- Instructions for the task
Only lines with the string "bench" should be returned from the data below.

╭──

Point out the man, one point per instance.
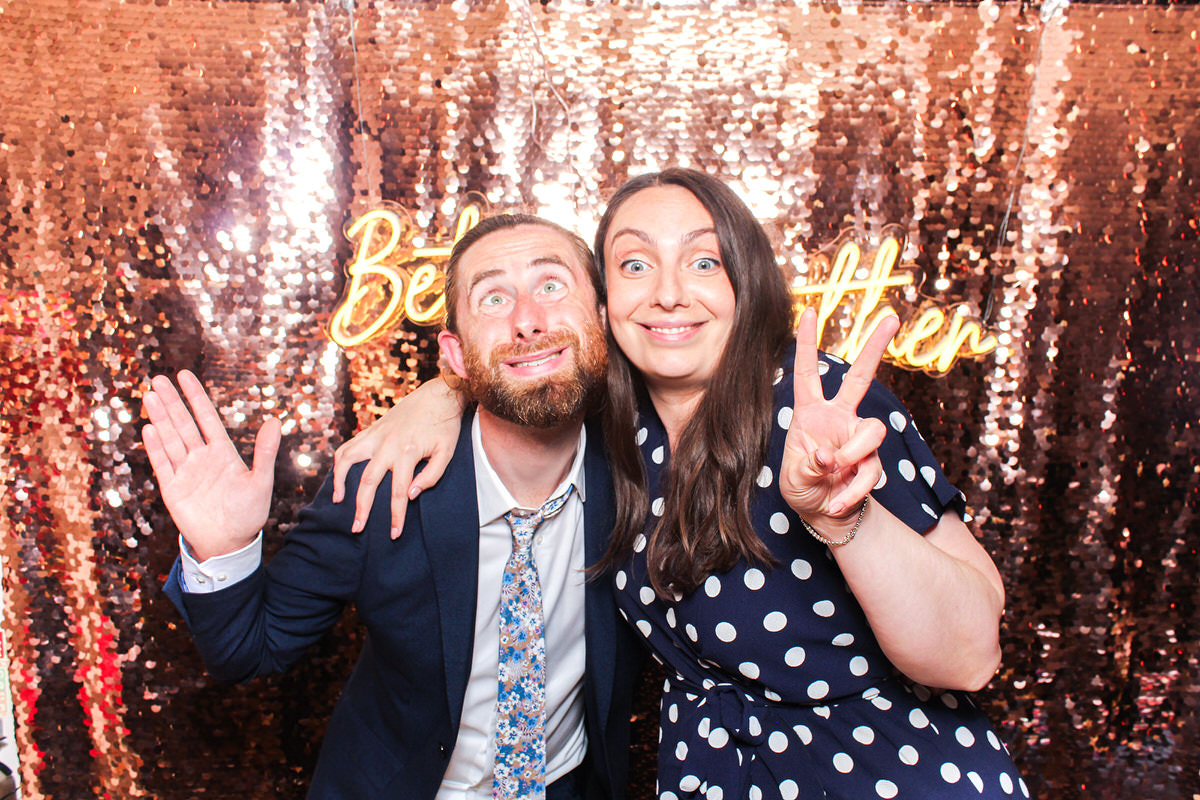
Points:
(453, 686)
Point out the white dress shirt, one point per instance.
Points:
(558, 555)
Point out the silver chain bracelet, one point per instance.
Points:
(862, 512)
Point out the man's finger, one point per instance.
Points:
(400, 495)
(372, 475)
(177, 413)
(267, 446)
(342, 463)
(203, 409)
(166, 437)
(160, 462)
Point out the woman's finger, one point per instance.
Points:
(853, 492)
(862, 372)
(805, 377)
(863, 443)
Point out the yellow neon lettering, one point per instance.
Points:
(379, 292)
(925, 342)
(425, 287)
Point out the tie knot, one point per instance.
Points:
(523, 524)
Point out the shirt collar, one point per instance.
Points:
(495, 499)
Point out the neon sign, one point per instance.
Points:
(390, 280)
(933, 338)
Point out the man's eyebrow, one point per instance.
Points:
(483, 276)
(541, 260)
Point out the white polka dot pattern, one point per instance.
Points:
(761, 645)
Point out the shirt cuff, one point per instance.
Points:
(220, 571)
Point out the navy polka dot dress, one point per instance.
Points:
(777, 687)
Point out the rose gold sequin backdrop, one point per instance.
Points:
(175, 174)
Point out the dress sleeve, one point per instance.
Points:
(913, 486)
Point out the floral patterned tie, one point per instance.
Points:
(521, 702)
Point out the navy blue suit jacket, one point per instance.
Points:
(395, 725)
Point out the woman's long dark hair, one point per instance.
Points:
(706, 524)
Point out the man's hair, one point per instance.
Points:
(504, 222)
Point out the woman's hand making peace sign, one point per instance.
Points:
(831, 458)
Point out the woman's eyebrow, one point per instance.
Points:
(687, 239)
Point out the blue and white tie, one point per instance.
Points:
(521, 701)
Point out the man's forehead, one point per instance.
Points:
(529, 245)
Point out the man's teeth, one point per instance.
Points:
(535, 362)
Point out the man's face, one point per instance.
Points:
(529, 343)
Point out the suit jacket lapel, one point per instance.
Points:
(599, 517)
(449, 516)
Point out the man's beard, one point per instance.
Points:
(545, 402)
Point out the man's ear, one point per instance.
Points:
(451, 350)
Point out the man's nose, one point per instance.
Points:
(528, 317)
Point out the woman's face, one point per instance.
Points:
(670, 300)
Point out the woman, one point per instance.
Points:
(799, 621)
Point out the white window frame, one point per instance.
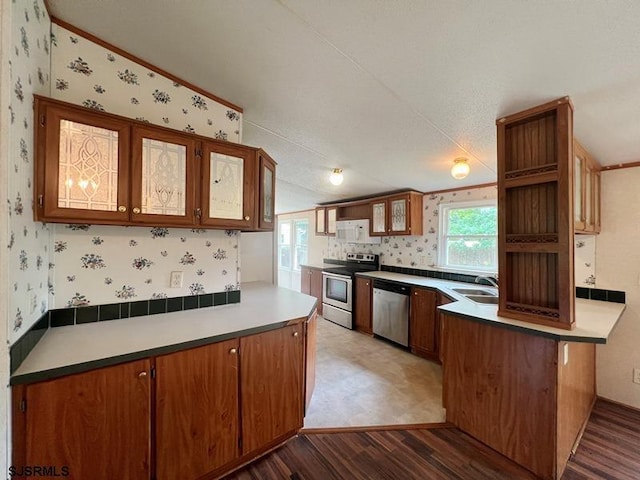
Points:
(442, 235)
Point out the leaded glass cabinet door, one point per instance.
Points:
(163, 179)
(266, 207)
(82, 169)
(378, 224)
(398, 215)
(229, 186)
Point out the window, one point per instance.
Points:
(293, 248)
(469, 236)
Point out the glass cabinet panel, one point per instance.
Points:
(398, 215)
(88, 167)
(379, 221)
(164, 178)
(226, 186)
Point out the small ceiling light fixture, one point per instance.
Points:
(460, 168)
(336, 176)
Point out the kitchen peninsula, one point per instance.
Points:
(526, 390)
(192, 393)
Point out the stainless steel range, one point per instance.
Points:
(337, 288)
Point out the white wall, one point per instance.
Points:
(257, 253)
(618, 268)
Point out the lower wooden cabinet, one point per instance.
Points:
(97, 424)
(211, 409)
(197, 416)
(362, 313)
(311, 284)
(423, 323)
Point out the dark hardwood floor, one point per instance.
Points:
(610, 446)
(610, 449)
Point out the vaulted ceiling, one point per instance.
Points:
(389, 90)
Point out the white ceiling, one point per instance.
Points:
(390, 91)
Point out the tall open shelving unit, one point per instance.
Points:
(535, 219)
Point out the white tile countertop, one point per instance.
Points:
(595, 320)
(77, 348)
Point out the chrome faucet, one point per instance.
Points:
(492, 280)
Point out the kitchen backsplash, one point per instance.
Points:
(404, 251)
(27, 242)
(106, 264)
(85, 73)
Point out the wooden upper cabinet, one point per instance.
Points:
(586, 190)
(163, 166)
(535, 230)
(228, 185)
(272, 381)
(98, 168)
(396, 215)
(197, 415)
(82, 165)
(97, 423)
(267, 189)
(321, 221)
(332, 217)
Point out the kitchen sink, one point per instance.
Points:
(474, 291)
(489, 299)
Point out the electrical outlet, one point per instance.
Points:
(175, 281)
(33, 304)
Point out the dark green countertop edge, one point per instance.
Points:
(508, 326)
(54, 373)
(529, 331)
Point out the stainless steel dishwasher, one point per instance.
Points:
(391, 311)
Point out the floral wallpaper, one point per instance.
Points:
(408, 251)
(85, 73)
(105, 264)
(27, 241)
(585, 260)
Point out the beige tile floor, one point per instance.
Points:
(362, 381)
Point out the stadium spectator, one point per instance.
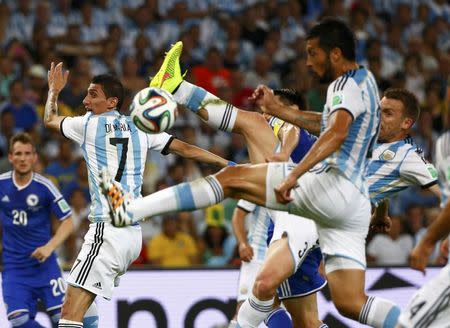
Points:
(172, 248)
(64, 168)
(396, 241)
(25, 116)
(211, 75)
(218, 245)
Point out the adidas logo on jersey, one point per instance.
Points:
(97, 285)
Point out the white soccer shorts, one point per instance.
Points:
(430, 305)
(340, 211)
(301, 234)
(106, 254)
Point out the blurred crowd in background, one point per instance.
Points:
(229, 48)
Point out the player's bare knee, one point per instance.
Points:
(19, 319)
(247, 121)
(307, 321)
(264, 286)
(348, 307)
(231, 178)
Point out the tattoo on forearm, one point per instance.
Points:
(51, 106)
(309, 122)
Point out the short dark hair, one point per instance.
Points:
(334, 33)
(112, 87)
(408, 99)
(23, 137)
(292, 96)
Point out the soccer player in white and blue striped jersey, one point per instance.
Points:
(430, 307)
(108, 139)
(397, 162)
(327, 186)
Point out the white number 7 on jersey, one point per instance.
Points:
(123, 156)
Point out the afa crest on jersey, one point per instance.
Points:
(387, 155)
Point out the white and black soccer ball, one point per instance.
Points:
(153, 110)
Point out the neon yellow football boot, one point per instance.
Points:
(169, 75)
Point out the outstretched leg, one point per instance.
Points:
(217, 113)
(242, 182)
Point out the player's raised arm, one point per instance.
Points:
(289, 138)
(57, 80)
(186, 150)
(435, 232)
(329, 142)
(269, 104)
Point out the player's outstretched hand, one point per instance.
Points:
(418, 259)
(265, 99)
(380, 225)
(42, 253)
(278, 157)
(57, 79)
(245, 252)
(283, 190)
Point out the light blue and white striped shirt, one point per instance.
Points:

╰──
╭──

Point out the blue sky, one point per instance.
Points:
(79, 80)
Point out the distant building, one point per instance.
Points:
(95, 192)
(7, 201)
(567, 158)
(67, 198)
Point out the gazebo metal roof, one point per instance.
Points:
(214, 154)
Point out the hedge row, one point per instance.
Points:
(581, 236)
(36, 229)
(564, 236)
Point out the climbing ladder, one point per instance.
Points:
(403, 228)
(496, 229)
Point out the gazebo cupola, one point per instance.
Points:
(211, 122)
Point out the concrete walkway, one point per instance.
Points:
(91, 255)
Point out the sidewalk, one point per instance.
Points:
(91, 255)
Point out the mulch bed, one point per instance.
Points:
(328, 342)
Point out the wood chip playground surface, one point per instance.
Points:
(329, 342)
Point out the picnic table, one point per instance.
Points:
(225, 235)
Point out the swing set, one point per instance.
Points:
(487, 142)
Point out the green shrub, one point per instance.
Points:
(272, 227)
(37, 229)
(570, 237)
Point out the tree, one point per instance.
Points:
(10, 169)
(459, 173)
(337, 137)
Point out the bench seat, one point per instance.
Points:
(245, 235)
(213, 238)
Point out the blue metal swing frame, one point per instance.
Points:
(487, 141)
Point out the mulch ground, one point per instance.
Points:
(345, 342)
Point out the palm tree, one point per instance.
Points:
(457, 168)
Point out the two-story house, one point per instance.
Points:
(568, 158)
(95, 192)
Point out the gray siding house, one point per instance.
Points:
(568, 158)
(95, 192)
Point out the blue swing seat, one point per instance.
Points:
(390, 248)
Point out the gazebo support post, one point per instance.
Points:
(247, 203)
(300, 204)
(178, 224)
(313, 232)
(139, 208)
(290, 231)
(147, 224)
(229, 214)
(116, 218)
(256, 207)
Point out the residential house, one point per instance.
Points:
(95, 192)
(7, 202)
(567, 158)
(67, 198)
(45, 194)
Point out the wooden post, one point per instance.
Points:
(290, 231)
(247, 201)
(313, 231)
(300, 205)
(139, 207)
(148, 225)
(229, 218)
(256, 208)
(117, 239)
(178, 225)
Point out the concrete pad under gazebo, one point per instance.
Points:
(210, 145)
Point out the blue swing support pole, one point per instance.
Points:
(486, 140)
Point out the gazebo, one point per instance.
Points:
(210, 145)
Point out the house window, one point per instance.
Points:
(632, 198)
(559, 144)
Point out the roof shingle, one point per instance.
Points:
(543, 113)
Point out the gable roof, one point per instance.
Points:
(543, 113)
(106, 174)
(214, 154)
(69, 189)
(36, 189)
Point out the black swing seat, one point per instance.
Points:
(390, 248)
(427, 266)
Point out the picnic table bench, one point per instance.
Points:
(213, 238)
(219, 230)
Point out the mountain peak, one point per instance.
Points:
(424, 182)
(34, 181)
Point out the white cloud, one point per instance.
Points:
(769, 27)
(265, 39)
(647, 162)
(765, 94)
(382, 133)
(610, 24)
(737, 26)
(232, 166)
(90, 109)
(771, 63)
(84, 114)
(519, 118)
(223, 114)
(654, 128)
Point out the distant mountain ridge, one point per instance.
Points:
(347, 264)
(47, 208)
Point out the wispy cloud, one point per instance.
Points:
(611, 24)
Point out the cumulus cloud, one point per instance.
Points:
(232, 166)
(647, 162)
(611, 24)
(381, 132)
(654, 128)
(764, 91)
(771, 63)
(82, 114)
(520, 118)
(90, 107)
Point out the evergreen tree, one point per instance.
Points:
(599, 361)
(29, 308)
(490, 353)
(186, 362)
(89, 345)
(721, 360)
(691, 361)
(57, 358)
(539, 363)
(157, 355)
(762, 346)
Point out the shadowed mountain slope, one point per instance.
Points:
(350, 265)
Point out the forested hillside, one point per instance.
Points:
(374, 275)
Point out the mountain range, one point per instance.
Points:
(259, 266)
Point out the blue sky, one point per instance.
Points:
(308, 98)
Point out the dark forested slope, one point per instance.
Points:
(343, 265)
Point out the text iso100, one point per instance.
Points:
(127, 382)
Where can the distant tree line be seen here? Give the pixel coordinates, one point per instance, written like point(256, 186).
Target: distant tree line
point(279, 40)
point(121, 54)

╰──
╭──

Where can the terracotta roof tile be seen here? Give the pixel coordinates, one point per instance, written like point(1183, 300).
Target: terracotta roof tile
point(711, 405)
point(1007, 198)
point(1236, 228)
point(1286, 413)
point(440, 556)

╰──

- Solution to this problem
Point out the bench seat, one point per instance.
Point out the picnic table bench, one point per instance.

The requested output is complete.